== Given passage ==
=== Begin Enclosure ===

Man, Kellie Pickler looks rode hard and put away wet. Boob job, knock-off Christina Aguilera hair, and still can’t sing. Poor Brad Paisley. And you can’t pull the rube act (yuh-huh, they are too spiders!) when you look like a two-dollar whore. Seacrest! He’s learned to be snarky on his radio show maybe. Nice.
Alaina, have some dignity! Seacrest recapping the judges’ comments: “Simon said you ran out of steam.” “Clever :rolleyes: .” Listen, bitch, he wasn’t trying to be clever! He was giving his take on the performance, during which you in fact ran out of steam.
'Why did I scat? America doesn’t appreciate jazz…" But beat-box boy’s scatting was accepted. Perhaps America doesn’t appreciate the crazy eyes.
But Antonella still should have gone home. And I agree, Sanjaya was hoping to go home, like that red-headed guy who looked scared that he would have to come back again.
Pickler looked like she was inflated with a pump and all the air went to her T&A… once they cut to the front show while she was singing, she looked like a scary creature from a horror film.

=== End Enclosure ===

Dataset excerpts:
=== Begin Enclosure ===

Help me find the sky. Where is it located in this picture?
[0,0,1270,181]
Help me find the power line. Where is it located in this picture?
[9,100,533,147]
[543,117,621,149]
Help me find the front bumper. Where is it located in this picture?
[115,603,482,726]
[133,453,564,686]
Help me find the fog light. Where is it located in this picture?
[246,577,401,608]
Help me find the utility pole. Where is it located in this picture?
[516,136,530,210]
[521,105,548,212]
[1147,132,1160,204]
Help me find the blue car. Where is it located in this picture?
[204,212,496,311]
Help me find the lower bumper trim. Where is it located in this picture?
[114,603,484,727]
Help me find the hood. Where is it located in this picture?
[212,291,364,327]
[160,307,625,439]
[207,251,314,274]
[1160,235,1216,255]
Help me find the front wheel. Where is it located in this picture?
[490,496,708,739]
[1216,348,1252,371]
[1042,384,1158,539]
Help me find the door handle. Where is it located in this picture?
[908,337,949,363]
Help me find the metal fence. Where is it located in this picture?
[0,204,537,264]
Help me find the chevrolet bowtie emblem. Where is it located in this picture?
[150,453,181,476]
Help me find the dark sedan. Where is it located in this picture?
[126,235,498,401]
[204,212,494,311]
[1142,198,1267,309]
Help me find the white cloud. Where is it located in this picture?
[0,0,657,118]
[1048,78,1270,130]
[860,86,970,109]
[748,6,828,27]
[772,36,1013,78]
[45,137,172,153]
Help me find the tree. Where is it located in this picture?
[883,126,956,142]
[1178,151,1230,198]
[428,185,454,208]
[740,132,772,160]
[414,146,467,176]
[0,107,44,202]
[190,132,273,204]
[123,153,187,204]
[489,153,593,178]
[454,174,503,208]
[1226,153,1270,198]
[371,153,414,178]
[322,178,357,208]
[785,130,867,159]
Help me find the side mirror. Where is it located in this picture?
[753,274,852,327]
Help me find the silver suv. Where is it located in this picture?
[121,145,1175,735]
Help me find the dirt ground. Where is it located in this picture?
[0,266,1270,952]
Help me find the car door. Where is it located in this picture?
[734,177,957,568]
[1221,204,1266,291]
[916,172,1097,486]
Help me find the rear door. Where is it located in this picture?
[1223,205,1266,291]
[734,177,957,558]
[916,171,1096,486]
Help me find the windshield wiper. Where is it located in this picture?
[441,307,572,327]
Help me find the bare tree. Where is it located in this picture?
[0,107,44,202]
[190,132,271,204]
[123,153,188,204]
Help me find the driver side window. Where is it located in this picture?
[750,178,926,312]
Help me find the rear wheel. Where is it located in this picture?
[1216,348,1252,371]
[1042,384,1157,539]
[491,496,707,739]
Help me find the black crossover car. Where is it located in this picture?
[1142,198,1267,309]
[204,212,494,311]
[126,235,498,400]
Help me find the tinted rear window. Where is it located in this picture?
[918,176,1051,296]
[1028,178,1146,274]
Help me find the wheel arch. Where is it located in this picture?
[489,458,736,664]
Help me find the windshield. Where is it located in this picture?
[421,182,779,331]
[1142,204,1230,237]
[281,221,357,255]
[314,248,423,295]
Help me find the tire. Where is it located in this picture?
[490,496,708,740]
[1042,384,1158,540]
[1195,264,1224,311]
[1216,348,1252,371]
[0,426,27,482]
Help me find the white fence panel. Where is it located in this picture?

=== End Enclosure ===

== Instructions ==
[1] From the passage above, set down everything from "Man, Kellie Pickler" down to "the crazy eyes.", reproducing the wording precisely.
[2] Summarize the passage in two sentences.

== Answer set ==
[1]
Man, Kellie Pickler looks rode hard and put away wet. Boob job, knock-off Christina Aguilera hair, and still can’t sing. Poor Brad Paisley. And you can’t pull the rube act (yuh-huh, they are too spiders!) when you look like a two-dollar whore. Seacrest! He’s learned to be snarky on his radio show maybe. Nice.
Alaina, have some dignity! Seacrest recapping the judges’ comments: “Simon said you ran out of steam.” “Clever :rolleyes: .” Listen, bitch, he wasn’t trying to be clever! He was giving his take on the performance, during which you in fact ran out of steam.
'Why did I scat? America doesn’t appreciate jazz…" But beat-box boy’s scatting was accepted. Perhaps America doesn’t appreciate the crazy eyes.

[2] The passage disparages Kellie Pickler's looks and singing, and it rebukes Alaina for scorning Seacrest's relay of Simon's remark that she ran out of steam. It also questions a claim that America does not appreciate jazz, since beat-box boy's scatting was accepted, holds that Antonella still should have gone home, and agrees that Sanjaya was hoping to go home.